The pictures are to be omitted when the entries are reproduced exactly.

> _Record extracts_:
==========

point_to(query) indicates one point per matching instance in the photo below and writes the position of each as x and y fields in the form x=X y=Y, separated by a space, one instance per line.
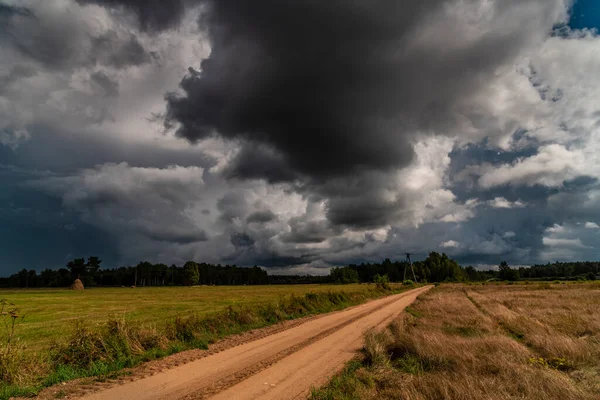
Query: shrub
x=11 y=350
x=590 y=276
x=382 y=282
x=375 y=348
x=83 y=348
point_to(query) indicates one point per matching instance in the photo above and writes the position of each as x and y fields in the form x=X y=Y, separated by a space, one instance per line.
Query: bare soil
x=278 y=362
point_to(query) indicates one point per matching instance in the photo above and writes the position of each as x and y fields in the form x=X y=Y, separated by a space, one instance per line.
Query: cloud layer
x=299 y=135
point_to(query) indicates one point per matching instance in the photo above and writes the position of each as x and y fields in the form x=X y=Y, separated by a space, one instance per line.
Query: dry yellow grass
x=484 y=342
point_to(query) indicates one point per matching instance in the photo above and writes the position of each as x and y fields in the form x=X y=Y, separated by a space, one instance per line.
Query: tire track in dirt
x=340 y=332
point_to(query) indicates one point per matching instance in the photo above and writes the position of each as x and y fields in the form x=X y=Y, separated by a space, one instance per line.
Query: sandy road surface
x=281 y=366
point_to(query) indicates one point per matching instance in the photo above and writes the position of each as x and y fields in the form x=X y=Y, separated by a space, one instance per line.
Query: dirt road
x=281 y=366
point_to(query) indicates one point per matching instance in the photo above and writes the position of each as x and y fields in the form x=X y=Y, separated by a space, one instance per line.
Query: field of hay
x=97 y=333
x=533 y=341
x=50 y=314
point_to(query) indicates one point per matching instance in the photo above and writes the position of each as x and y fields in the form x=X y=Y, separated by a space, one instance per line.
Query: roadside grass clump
x=458 y=349
x=12 y=359
x=103 y=350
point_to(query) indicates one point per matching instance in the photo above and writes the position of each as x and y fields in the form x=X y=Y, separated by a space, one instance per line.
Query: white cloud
x=556 y=242
x=551 y=166
x=501 y=202
x=556 y=228
x=14 y=138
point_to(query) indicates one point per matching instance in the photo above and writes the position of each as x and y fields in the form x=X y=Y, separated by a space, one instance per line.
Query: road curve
x=284 y=365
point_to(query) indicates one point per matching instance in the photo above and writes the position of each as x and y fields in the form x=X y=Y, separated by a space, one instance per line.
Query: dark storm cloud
x=256 y=161
x=336 y=87
x=58 y=42
x=109 y=86
x=109 y=50
x=309 y=231
x=241 y=240
x=153 y=15
x=8 y=11
x=16 y=73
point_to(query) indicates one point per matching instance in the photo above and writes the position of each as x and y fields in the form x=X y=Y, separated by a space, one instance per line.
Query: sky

==========

> _Output of the task_:
point_to(query) indicates one point per matching instance in the photo below and writes the position of each as x and y fields in the form x=X y=Y, separated by a space, one instance per line.
Query: shrub
x=11 y=350
x=590 y=276
x=382 y=282
x=375 y=348
x=83 y=348
point_to(query) indicates one point per matching instance in the photo above and writes the position of each as x and y fields in the form x=X y=Y, separated by a space, one instance per line.
Query: bare soil
x=278 y=362
point_to(query) indicates one point per matching instance in the photo above and writes the position of each as x and y fields in the form x=X y=Y, separated by a space, one instance per line.
Query: cloud layer
x=299 y=135
point_to(query) indicates one point per matching instance in the photo above and writes the position of each as x and y fields in the form x=X y=Y, separated by a space, one instance per line.
Query: dry yellow grass
x=484 y=342
point_to(query) indicates one point per matching instance in the photo above and writes the position of each as x and y fields in the form x=X y=Y, separated by a space, one instance per line.
Query: tire track in dirt
x=340 y=332
point_to(query) indicates one point per matching instance in the photo above and writes the position of each as x and y fields in the form x=X y=Y, separated by a space, one instance per line.
Query: sandy road surface
x=281 y=366
point_to(query) indicates one point per matching instance in the photo above and writes the position of each as x and y fields in the form x=X y=Y, separated by a space, one instance per line.
Query: dirt road
x=281 y=366
point_to(query) indicates one point per matching instance in the photo above and writes the position of each as x and y fields in the form x=X y=Y, separated by a space, one instance per line.
Query: field of hay
x=97 y=333
x=533 y=341
x=50 y=314
point_to(query) indicates one point per matching instance in the photo above and writes the position of each as x and y fields in the form x=X y=Y, separated by a space, one instance per line.
Query: roadside grass clump
x=458 y=349
x=12 y=359
x=103 y=350
point_to(query) indicates one point per matching instance in the photo above and writes the position of each as x and y fields in the form x=X y=Y, separated by a space, one instance per line.
Query: white cloud
x=556 y=242
x=551 y=166
x=501 y=202
x=556 y=228
x=14 y=138
point_to(query) indicates one point per matching instance in the photo above and writes the position of each as x and y fields in the form x=X y=Y, separated by a space, one instance per line.
Query: road curve
x=284 y=365
point_to(query) indicates one point per matching instance in the photo above and writes the position of each as x and y fields in the form x=X y=Y, separated by a space, one instance per line.
Query: dark storm cloud
x=256 y=161
x=336 y=87
x=58 y=42
x=109 y=86
x=109 y=50
x=309 y=231
x=241 y=240
x=153 y=15
x=8 y=11
x=16 y=73
point_to(query) indicates one point per matching instance in the photo above and writes the position of each as x and y fields in the form x=X y=Y, separated by a space, one instance per line.
Query: sky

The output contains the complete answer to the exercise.